[Saved entries]
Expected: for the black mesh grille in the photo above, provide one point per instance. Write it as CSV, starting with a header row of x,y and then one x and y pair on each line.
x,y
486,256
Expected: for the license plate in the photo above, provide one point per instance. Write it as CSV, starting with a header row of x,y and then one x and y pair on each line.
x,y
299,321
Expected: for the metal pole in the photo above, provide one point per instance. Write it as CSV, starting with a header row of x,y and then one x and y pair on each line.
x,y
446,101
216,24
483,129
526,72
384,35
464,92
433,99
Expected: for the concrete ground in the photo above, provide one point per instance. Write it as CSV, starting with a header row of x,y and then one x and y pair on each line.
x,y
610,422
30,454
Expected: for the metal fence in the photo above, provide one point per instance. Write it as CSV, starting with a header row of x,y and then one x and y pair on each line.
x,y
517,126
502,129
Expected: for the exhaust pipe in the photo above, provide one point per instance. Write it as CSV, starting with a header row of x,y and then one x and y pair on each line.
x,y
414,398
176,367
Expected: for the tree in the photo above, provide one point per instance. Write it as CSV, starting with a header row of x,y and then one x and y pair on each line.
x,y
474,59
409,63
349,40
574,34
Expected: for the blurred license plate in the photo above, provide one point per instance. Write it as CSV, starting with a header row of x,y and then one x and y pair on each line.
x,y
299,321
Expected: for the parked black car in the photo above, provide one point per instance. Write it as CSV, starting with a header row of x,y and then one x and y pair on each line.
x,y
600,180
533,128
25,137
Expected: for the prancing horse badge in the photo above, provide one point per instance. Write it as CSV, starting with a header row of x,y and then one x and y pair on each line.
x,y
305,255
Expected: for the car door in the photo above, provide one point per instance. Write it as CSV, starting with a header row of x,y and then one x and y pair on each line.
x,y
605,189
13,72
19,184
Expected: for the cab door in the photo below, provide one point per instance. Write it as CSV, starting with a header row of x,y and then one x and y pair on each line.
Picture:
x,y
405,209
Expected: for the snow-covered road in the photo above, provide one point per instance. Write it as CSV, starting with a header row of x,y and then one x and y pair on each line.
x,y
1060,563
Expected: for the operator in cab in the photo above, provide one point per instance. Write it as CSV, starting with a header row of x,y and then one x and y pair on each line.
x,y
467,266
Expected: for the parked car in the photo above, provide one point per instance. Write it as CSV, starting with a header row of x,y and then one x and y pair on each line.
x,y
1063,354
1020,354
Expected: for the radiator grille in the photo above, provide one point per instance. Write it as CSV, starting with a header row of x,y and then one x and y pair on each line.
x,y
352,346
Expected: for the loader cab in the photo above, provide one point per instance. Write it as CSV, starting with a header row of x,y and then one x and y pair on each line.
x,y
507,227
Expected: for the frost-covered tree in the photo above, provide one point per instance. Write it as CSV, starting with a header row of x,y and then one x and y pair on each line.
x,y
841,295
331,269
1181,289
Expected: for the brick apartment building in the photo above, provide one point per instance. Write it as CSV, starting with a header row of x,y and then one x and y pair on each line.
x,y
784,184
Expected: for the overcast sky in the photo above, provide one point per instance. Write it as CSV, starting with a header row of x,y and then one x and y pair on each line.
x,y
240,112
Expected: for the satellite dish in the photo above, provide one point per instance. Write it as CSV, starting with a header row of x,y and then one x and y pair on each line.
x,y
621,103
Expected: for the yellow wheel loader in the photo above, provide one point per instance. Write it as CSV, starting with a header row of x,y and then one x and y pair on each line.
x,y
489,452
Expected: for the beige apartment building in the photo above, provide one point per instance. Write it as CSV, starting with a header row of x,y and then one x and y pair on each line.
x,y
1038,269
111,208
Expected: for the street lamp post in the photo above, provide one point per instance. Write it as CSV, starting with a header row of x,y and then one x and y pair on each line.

_What you have to do:_ Return every record above exactly as it appears.

_Expected answer:_
Expected: for the black mesh grille in the photo above, provide one point per instance. Write it as CSV, starting with a header row of x,y and then one x and y pair on each line.
x,y
486,256
Expected: for the license plate in the photo above, provide one point per instance. Write it as CSV, starting with a header row of x,y and then one x and y pair on each line.
x,y
299,321
Expected: for the metal pole in the photo above, provide one point per instance. Write it as CSV, starting with a header row of x,y and then one x and y pair on each line.
x,y
446,101
216,24
483,129
526,72
384,35
464,92
433,99
Expected: for the concrete ground in the photo above, provide one point per instance. Write it as CSV, starting with a header row of x,y and then one x and y pair on each line.
x,y
610,422
30,454
Expected: for the metal fence in the photo above, provide one point per instance. Write it as CSV, starting with a header row of x,y and then one x and y pair on each line.
x,y
517,126
502,129
Expected: for the exhaust pipe in the photo above, provide one point per instance. Write it as CSV, starting with a header row of x,y and then one x and y pair on each line.
x,y
414,398
176,367
Expected: for the tree in the photo above, provide one point per instance. Write it as CSV, starting with a header row of x,y and then one x and y pair on each line.
x,y
474,59
409,63
349,40
574,34
Expected: for the blurred license plate in the photo above, provide one point per instance. Write it as CSV, starting with a header row of x,y and then one x and y pair on each line.
x,y
299,321
Expected: for the parked black car in the photo above, provide one point per instance. Write it as CSV, starting with a header row of x,y and then one x and y pair on each line.
x,y
600,180
533,128
25,137
Expected: for the prancing horse badge in the photo above, provide one point per instance. Write it as CSV, starting with a header row of x,y and then one x and y pair on each line.
x,y
305,255
Expected: for the car door in the photo above, provide one point per instance. Write it as CSV, starting with a header row of x,y and then one x and y pair on each line.
x,y
605,189
13,72
19,184
Expected: for the cab door in the photo below, provide one point per instance. Write it as CSV, starting with a header row of x,y and then one x and y pair on each line.
Picture:
x,y
405,209
Expected: for the snow-covered road in the photo above, provide one point per instance. Write it as CSV, starting with a header row of x,y and then one x and y pair on each line.
x,y
1060,563
Expected: for the operator in cab in the photo above, provide one point per instance. Write it as CSV, starting with a header row of x,y and then one x and y pair on each line.
x,y
467,266
Expected: for the parked car in the photo above, provide one point per instance. Write it as CSV, starting with a header row of x,y and then one x and y pair on each line.
x,y
1063,354
1020,354
Expected: for the radiator grille in the photo above, provide one point per instance. Write it as CSV, starting with a header row of x,y and then one x and y pair on each line.
x,y
352,346
Expected: for the loader cab in the photo above, provide one point per instance. Write it as CSV, starting with a header row of x,y and then one x and y pair on each line.
x,y
507,227
Expected: for the frost-covered tree in the photo above, provide one point per instance. Write it as CSV, starting with a header row of x,y and then one x and y pair on each line.
x,y
841,295
331,269
1181,289
Expected: for the brick apartment building in the photo above, provide one point per instance. Write it as CSV, starting with a header row of x,y and then one x and y pair on each line.
x,y
784,184
Expected: for the overcast sky in the photo above, provide one point per instance. Write it as CSV, starting with a header row of x,y and then one x and y pair on each line.
x,y
240,112
Expected: for the satellite dish in the photo above, provide one point per instance. Write it as CSV, starting with a header row of x,y and then one x and y pair on each line.
x,y
621,103
Expected: for the yellow wheel loader in the photo above, provide one point per instance. Write it as CSV, starting with a header row of x,y and then one x and y pair on each line.
x,y
489,452
Expected: for the beige apartment building in the photo above, provide one point per instance. Write it as CSV, starting with a header row of x,y and then one x and y pair on each line.
x,y
1038,269
111,208
Expected: for the street lamp post in the photo above, provide one point per instance. Write it as CSV, starting with a header row of x,y and then one x and y pair on each line.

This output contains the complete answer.